On me demande aujourd’hui comment enseigner les contes en maternelle. C’est une question que je trouve intéressante. Personnellement, j’aime beaucoup enseigner les contes traditionnels, j’y prends beaucoup de plaisir, car les contes ont une profondeur qui les rend plus intéressants que bien des albums de jeunesse.
Il se trouve que j’ai étudié les Contes de Charles Perrault en khâgne. Cela m’a rendu sensible à leur subtilité, à leur double lecture (pour les enfants/pour les adultes), aux ajouts de Perrault à la tradition orale, aux références à la société du XVIIe siècle et notamment à la Cour de Louis XIV. J’ai lu des ouvrages de Marc Soriano et de Bruno Bettelheim sur les Contes de Perrault. Tout cela explique le plaisci que j’ai à les enseigner, en maternelle comme en élémentaire.
La littérature en maternelle

La collègue qui me demandait des précisions voulait savoir comment s’organiser sur l’année dans le cadre d’un quadruple niveau TPS-PS-MS-GS. Je pense qu’il est important de faire vivre la classe en tant que groupe, en leur proposant des histoires communes. Ce sont ensuite les ateliers qui vont permettre de différencier de façon simple et naturelle. Et bien sûr, il convient de ne pas attendre le même degré de compréhension de la part d’enfants de 2 ans et d’enfants de 5 ans.

**ENREGISTREMENTS FOURNIS**

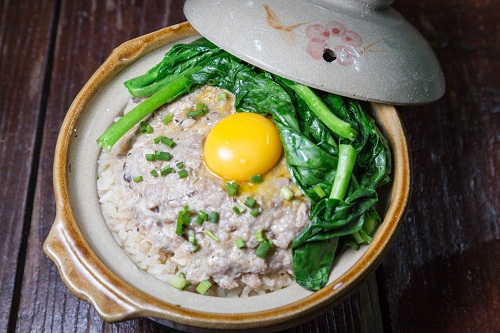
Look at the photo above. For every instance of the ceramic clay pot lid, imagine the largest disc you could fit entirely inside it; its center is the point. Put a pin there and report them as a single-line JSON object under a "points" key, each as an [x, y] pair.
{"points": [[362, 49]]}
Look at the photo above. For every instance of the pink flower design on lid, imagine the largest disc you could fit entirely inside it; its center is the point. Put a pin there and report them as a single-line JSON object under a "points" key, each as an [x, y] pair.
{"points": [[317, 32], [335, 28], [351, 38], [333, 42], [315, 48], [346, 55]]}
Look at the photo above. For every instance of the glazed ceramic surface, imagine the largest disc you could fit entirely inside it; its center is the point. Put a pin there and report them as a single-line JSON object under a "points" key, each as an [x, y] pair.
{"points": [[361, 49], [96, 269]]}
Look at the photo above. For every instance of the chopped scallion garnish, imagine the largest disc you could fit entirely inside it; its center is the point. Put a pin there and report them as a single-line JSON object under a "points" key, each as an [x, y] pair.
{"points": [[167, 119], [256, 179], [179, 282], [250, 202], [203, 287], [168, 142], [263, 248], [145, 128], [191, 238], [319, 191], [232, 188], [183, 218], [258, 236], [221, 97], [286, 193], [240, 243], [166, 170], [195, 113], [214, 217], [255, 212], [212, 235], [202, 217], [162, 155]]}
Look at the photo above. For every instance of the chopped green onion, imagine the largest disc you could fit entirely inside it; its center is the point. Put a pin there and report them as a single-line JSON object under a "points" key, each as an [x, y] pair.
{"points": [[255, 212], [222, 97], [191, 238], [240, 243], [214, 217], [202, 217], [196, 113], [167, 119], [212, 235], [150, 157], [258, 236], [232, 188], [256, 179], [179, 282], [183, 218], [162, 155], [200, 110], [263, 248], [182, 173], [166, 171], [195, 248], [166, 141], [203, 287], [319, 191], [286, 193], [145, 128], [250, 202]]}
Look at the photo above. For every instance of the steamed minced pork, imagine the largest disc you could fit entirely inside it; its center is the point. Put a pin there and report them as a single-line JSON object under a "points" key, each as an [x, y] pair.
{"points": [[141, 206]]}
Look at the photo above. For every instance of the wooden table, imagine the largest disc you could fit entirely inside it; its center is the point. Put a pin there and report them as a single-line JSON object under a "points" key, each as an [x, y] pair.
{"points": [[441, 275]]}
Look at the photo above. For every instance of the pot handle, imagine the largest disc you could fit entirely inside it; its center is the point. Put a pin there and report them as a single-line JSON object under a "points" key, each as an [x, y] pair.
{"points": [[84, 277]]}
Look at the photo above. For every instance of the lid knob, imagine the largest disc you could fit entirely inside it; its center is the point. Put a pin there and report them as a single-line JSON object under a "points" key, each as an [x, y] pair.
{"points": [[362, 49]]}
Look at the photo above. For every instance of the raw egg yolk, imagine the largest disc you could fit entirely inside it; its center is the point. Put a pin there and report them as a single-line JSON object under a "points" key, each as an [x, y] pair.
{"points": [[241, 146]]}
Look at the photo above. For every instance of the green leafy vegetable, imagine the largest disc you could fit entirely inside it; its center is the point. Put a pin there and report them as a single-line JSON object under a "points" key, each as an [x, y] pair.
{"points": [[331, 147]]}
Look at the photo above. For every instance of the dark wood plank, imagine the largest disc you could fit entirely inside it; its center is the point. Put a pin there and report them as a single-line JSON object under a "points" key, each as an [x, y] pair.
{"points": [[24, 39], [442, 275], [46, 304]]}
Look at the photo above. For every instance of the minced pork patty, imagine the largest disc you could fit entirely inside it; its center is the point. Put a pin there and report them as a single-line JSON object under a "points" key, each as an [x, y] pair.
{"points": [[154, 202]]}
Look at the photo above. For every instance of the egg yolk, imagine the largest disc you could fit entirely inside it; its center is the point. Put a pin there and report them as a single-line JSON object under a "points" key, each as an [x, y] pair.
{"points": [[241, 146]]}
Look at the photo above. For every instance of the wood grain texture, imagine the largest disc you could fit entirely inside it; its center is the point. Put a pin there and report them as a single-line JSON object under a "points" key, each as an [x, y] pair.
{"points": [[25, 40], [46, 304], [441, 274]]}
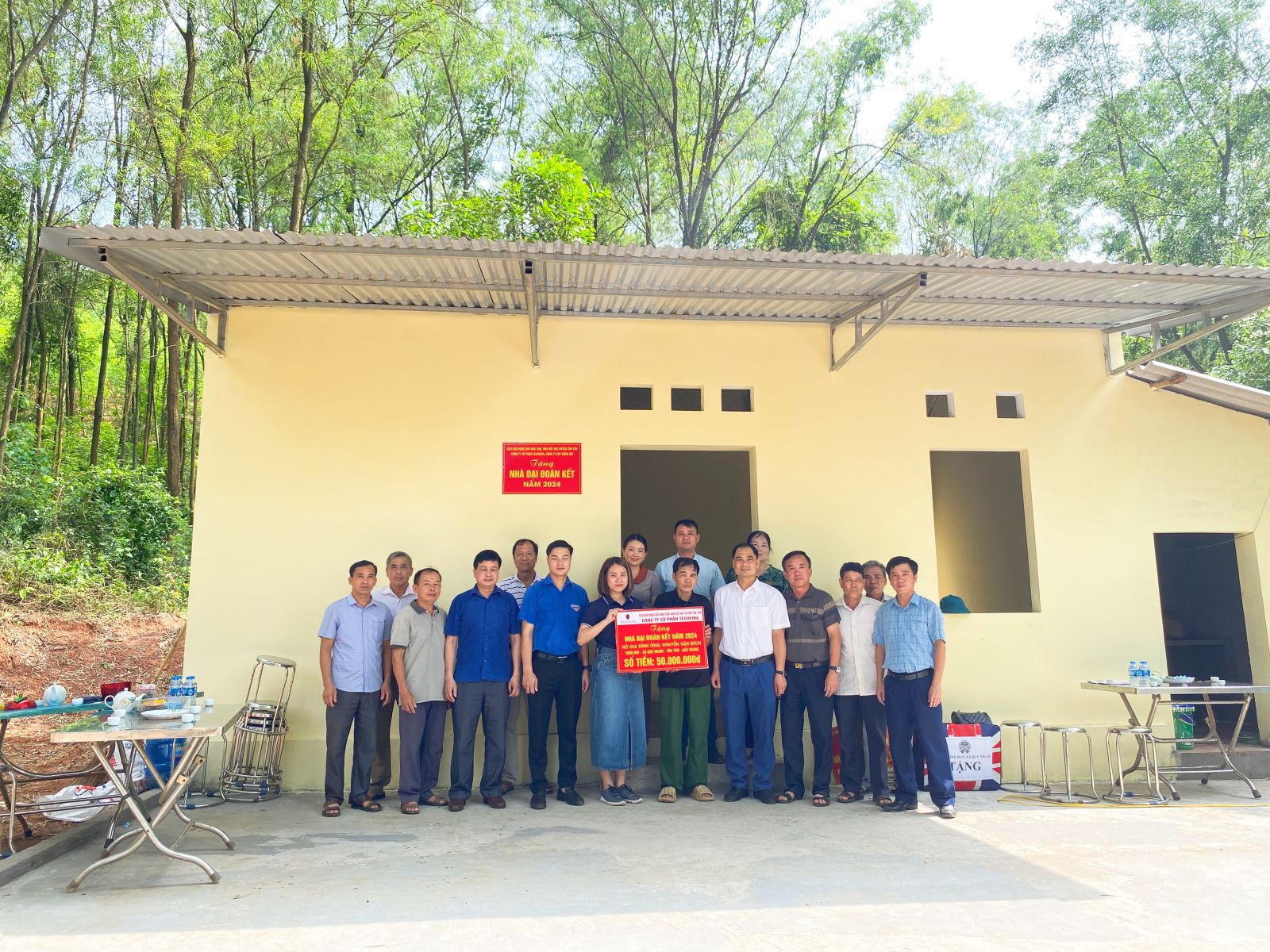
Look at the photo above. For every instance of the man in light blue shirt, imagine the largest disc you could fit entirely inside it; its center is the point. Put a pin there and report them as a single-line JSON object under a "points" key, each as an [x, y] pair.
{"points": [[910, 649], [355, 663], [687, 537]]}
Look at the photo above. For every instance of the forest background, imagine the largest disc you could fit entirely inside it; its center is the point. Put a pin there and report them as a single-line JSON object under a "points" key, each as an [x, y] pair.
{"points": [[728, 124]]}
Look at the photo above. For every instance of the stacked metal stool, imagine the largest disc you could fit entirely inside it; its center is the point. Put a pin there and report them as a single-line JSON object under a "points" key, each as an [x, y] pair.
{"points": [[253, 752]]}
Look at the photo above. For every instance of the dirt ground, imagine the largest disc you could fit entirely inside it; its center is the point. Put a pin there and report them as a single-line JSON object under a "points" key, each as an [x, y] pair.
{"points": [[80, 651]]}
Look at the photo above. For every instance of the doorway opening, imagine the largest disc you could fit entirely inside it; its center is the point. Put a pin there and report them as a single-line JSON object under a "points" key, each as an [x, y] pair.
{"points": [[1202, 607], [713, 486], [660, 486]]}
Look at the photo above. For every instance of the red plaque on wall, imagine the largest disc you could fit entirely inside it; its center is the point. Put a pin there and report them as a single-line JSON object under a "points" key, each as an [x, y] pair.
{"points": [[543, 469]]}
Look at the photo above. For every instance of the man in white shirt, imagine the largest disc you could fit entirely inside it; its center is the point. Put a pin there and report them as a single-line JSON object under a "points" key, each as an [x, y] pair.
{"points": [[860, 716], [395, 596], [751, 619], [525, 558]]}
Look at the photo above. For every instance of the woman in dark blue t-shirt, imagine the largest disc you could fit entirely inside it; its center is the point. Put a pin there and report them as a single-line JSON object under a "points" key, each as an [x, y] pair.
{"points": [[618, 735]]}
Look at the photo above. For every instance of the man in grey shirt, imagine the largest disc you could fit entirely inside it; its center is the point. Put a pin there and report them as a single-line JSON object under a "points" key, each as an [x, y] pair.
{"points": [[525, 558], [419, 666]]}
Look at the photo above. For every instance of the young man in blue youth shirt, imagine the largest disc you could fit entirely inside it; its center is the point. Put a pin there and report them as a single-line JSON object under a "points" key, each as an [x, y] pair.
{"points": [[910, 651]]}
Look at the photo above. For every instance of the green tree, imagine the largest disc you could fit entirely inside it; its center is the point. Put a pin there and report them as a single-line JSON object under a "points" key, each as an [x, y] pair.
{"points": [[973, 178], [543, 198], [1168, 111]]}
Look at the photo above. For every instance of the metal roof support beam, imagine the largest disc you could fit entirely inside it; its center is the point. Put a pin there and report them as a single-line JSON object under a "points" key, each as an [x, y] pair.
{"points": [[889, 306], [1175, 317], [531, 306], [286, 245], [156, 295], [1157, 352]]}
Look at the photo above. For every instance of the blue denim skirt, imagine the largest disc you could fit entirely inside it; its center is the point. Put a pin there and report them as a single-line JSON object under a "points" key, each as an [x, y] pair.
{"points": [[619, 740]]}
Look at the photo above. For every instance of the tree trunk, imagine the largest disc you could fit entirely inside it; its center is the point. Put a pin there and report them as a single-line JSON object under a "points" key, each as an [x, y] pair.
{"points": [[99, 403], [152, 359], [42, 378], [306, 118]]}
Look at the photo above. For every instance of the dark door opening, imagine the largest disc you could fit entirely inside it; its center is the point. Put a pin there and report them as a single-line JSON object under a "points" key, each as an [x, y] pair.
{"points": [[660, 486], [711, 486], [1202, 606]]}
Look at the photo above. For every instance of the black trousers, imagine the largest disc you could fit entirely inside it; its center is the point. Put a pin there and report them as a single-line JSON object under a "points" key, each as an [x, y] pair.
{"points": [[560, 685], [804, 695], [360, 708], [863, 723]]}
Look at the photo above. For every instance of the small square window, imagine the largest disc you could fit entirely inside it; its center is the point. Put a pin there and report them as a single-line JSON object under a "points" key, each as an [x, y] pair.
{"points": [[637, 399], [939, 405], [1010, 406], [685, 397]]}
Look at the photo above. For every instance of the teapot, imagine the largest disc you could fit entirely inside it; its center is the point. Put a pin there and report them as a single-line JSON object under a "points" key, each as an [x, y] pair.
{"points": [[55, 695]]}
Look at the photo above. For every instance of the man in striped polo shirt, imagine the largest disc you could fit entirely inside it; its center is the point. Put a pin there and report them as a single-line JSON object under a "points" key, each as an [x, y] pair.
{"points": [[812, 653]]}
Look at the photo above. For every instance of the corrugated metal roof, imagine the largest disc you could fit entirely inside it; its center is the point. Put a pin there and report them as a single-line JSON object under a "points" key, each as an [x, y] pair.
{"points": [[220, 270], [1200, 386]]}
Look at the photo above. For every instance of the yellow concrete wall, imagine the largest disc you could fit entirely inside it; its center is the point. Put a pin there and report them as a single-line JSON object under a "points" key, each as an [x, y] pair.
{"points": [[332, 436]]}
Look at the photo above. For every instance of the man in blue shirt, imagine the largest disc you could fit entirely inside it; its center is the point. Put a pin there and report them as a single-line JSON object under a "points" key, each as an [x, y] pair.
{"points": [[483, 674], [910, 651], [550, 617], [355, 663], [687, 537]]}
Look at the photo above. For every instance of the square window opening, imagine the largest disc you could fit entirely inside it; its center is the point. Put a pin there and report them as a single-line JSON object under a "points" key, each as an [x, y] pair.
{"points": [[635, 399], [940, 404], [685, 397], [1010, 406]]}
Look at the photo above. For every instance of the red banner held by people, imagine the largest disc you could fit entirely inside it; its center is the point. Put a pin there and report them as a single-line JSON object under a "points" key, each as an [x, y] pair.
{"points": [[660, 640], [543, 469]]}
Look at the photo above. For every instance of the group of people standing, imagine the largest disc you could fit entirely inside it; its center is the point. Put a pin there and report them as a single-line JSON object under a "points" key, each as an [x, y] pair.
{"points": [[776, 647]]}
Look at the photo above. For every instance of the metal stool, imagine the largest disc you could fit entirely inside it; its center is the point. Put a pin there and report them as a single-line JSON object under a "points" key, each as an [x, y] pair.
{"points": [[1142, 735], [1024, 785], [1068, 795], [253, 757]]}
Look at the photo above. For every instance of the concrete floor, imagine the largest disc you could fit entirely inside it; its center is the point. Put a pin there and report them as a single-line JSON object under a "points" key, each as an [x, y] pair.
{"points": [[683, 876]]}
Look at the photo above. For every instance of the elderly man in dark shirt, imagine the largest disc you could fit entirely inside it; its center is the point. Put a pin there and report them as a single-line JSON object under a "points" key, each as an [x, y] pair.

**CONSIGNE**
Recopiez, dans le texte sur les contes, le passage qui va de « La littérature en » jusqu'à « d’enfants de 5 ans. ». Les enregistrements forment un support à part, distinct du texte.

**LA RÉPONSE**
La littérature en maternelle

La collègue qui me demandait des précisions voulait savoir comment s’organiser sur l’année dans le cadre d’un quadruple niveau TPS-PS-MS-GS. Je pense qu’il est important de faire vivre la classe en tant que groupe, en leur proposant des histoires communes. Ce sont ensuite les ateliers qui vont permettre de différencier de façon simple et naturelle. Et bien sûr, il convient de ne pas attendre le même degré de compréhension de la part d’enfants de 2 ans et d’enfants de 5 ans.